Tarefa do exercício: Extraia do texto sobre Roma, sem qualquer alteração, tudo o que vai desde "Seguimos para o" até "direção ao Capitólio.".

Excerto do texto:
════════════════════

Relativamente perto da basílica dos Quatro Santos Coroados fica a basílica di Santo Stefano Rotondo al Celio. Uma das primeiras igrejas cristãs de Roma, construída no século V com uma planta circular, crê-se que inspirada na capela do Santo Sepulcro em Jerusalém. As paredes desta igreja estão cheias de frescos com um vasto registo de cenas de martírio de cristãos; o próprio Santo Estêvão, que dá nome à igreja, foi o primeiro mártir cristão. Estas pinturas foram feitas no final do século XVI, numa manifestação extrema dos valores da contra reforma que evoca a resistência heróica dos católicos. Esta antologia contém 24 painéis, cada um com o nome do imperador da altura da cena retratada, começando à entrada com a crucificação de Cristo e o apedrejamento de Estêvão.
Seguimos para o Coliseu e parámos na fila da bilheteira pelas 17:45, pensando em aproveitar aquela oportunidade inesperada para visitar o Coliseu e o Forum. No entanto, passados 5 minutos anunciaram que já não era possível visitar o Coliseu mas que poderíamos comprar o bilhete e visitar o Forum pelo mesmo preço da visita conjunta ao Coliseu e ao Forum … nem um desconto que se visse. Para visitar o Coliseu, teríamos de voltar no dia seguinte que só vendem bilhetes para o próprio dia. Declinámos a oferta e seguimos ao longo do Forum em direção ao Capitólio.
O nome do Coliseu (Colosseo) tem a ver com o colosso que existia previamente naquele local: uma enorme estátua de bronze de Nero na entrada da mansão que mandou construir nesta zona.
Para as ruínas que vemos atualmente, contribuíram um relâmpago que atingiu a estrutura no século III e dois tremores de terra no século V, embora o maior impacto tenha resultado da extensa retirada de pedras para utilização noutros locais (por exemplo na escadaria da Basílica de São Pedro).

════════════════════

Entradas em bruto:
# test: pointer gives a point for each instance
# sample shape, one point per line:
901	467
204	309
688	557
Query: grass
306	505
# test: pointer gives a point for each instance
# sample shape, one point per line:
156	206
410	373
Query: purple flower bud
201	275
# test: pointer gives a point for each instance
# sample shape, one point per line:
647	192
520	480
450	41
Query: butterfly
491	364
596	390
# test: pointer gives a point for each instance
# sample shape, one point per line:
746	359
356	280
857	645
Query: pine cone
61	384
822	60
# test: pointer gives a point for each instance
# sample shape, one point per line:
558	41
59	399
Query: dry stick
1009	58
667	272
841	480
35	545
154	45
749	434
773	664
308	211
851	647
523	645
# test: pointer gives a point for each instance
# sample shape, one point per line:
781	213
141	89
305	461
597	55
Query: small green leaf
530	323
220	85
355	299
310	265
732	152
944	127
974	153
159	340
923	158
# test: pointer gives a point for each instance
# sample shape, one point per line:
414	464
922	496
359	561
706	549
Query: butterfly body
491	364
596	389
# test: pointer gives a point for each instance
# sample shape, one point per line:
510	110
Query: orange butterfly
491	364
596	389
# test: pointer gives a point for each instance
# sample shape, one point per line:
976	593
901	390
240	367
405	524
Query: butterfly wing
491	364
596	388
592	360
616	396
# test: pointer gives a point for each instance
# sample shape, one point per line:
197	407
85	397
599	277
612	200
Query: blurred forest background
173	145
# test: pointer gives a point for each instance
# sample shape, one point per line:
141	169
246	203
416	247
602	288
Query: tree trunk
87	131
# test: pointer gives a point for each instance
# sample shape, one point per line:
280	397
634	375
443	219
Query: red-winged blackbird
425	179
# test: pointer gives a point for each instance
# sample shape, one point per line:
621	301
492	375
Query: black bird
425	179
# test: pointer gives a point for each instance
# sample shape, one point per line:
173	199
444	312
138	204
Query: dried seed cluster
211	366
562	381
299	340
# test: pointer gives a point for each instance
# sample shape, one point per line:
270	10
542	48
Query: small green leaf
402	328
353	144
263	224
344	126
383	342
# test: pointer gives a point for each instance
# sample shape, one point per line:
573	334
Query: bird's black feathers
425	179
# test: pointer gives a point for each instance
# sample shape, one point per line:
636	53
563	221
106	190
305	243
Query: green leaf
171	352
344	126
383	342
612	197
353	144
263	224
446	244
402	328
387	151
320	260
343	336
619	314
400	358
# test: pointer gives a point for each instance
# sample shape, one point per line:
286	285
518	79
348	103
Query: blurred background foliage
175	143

════════════════════

Resposta ao exercício:
Seguimos para o Coliseu e parámos na fila da bilheteira pelas 17:45, pensando em aproveitar aquela oportunidade inesperada para visitar o Coliseu e o Forum. No entanto, passados 5 minutos anunciaram que já não era possível visitar o Coliseu mas que poderíamos comprar o bilhete e visitar o Forum pelo mesmo preço da visita conjunta ao Coliseu e ao Forum … nem um desconto que se visse. Para visitar o Coliseu, teríamos de voltar no dia seguinte que só vendem bilhetes para o próprio dia. Declinámos a oferta e seguimos ao longo do Forum em direção ao Capitólio.